* [Problem description]
Quote the entries below from the line with "One point goes on every instance of the black sunglasses" through the line with "One point goes on every instance of the shoulder", both ends included, and only those lines.

* [Dataset records]
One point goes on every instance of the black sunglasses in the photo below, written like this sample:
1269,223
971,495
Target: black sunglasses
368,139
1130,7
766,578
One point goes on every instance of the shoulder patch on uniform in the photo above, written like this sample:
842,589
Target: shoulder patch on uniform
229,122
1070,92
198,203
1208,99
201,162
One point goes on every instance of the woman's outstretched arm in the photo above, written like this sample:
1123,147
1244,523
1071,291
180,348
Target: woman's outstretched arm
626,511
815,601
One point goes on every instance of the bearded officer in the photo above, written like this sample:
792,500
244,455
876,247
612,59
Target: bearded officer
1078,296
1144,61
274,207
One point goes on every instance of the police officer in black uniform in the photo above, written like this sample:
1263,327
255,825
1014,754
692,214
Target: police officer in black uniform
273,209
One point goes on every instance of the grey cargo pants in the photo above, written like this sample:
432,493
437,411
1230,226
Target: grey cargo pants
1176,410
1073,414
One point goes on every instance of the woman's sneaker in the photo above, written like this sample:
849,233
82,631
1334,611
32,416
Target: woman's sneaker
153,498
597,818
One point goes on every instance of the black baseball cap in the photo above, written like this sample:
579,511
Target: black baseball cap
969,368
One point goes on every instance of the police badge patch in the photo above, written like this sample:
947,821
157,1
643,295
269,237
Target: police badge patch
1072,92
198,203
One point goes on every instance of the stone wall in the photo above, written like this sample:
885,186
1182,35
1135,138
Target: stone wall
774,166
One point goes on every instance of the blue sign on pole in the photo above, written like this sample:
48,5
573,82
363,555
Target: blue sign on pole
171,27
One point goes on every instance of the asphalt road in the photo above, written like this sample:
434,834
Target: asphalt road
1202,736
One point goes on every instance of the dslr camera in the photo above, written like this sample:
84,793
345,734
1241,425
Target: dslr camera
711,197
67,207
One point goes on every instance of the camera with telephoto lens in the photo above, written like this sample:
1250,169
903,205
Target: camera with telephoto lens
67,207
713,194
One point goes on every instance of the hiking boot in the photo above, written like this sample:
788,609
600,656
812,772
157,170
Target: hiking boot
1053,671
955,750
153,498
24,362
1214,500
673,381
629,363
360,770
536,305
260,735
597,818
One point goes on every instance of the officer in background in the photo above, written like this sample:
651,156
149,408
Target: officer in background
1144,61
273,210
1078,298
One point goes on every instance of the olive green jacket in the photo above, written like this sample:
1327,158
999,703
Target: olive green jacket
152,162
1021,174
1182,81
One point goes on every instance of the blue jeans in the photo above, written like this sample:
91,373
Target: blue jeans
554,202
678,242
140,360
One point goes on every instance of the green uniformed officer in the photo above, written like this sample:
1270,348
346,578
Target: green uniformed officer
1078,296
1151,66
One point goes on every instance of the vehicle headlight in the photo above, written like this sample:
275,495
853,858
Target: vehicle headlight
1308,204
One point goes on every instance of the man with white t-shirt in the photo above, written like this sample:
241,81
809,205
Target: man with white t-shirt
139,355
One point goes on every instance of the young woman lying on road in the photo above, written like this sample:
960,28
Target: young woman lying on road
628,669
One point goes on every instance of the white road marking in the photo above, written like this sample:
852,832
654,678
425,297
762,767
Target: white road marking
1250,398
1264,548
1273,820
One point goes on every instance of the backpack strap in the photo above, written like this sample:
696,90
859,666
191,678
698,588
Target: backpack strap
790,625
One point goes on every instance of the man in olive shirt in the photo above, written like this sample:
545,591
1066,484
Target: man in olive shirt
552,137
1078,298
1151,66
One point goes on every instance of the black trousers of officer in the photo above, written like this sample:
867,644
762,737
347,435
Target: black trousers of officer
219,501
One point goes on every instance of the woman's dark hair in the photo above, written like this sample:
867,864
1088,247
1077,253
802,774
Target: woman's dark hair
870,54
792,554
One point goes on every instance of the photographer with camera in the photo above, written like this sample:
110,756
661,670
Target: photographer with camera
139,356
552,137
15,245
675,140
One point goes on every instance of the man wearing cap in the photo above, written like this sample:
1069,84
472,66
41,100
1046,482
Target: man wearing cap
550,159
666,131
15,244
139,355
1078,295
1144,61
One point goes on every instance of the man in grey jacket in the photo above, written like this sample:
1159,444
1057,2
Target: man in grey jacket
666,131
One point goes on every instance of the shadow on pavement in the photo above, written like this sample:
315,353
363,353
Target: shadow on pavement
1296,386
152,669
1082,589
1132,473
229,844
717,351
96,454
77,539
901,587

--

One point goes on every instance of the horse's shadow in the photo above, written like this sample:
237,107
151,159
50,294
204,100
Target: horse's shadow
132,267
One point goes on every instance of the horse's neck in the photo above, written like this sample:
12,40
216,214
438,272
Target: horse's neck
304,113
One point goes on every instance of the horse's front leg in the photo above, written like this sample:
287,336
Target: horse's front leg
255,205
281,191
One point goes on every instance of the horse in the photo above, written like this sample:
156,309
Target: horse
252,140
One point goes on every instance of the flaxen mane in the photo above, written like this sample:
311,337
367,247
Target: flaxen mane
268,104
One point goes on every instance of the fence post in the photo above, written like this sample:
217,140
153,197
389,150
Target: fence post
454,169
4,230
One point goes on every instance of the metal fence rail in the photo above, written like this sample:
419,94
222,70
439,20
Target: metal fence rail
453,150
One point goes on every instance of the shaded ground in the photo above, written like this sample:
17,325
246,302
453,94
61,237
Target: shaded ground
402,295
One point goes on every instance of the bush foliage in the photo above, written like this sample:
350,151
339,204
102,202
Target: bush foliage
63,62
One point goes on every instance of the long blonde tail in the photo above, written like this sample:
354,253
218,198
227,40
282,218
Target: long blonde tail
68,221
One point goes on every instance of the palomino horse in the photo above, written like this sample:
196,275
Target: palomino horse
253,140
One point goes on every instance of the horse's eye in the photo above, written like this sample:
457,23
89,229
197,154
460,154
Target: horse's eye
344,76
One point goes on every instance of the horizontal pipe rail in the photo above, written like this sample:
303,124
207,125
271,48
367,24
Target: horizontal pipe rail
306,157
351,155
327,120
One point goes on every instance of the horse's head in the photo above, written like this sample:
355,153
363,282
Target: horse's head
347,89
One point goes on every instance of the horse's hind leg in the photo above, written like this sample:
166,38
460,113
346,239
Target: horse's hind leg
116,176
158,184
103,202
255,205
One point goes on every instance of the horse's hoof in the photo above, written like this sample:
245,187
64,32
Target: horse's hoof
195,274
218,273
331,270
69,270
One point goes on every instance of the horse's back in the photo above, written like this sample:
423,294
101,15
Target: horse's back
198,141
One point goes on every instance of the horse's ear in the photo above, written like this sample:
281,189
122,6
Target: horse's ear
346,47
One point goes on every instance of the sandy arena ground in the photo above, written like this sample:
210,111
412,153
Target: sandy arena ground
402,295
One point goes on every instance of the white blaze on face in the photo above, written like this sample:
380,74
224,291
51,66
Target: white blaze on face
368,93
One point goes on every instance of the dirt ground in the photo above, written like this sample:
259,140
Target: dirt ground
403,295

* [Written answer]
One point goes on every instance of the black sunglasses in the photo below, written like this sample:
1269,223
971,495
Target: black sunglasses
368,139
1130,7
766,578
One point goes on every instance of the shoulder patch on uniform in the photo above, written like this sample:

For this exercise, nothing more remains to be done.